# [YOUR TASK]
Only lines with the word "outline" belong in the answer; copy them from the records below.
*** Begin section ***
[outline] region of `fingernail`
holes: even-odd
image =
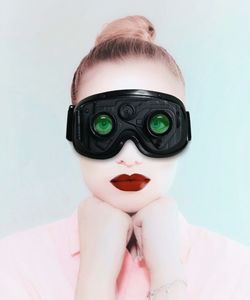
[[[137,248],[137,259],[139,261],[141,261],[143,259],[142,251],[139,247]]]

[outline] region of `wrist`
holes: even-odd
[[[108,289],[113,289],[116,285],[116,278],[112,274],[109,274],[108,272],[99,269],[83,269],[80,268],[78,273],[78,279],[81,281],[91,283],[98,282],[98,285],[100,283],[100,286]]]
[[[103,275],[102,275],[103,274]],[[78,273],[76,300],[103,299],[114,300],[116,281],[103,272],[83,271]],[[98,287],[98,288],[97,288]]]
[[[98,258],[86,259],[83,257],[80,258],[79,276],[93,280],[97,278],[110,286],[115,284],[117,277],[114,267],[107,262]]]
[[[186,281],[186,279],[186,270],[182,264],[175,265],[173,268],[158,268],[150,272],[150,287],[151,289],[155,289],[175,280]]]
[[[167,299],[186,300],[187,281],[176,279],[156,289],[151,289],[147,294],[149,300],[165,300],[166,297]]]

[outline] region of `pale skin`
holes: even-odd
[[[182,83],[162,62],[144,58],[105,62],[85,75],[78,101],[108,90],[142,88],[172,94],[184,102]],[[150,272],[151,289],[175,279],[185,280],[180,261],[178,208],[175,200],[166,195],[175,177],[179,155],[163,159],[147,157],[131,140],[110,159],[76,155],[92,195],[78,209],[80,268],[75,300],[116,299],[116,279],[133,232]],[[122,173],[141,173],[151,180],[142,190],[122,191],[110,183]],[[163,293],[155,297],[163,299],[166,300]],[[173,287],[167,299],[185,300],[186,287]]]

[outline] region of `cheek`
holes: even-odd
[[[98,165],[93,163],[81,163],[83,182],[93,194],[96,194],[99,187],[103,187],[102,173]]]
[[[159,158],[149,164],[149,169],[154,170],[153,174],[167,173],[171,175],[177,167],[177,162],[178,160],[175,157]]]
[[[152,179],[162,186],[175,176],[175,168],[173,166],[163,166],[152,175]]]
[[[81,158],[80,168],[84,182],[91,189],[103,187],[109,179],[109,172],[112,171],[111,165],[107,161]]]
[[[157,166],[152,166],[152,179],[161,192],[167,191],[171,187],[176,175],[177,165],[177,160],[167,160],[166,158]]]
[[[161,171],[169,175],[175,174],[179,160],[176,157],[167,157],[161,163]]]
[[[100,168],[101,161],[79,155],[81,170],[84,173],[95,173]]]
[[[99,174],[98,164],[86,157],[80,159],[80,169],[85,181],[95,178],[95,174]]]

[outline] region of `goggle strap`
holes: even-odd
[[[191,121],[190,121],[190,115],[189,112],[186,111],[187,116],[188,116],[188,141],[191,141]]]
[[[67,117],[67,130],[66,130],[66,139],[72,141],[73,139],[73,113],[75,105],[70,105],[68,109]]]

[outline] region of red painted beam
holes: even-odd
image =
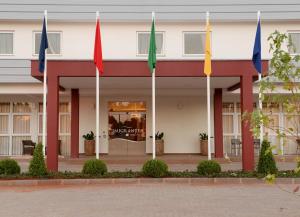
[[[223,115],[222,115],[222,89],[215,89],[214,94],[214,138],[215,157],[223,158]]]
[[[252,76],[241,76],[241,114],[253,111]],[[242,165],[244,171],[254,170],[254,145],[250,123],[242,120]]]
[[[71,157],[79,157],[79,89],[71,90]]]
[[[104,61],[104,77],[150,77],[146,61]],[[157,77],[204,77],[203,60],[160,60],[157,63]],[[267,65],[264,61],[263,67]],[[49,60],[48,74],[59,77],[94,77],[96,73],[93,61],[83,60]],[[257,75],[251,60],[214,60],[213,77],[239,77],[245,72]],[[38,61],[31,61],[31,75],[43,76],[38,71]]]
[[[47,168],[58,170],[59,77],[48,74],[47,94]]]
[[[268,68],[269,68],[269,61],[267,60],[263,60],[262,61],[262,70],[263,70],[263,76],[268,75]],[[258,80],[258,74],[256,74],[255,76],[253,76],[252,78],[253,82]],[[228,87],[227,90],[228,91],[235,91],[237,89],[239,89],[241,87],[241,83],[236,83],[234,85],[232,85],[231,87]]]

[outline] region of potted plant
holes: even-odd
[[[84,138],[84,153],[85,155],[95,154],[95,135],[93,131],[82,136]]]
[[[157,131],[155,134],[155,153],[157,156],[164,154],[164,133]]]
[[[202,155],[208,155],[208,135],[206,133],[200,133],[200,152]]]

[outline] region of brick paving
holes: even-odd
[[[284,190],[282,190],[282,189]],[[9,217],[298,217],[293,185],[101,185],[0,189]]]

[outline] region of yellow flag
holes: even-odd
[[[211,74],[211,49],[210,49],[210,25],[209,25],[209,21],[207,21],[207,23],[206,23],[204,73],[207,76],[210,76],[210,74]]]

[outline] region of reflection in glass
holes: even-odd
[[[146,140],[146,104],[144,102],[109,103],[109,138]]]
*** End section ***
# [SOLUTION TO THIS TASK]
[outline] region of `fingernail`
[outline] region of `wrist`
[outline] region of `pale skin`
[outline] region of `cheek`
[outline] region of `goggle strap`
[outline] region of red painted beam
[outline] region of potted plant
[outline] region of brick paving
[outline] region of yellow flag
[outline] region of reflection in glass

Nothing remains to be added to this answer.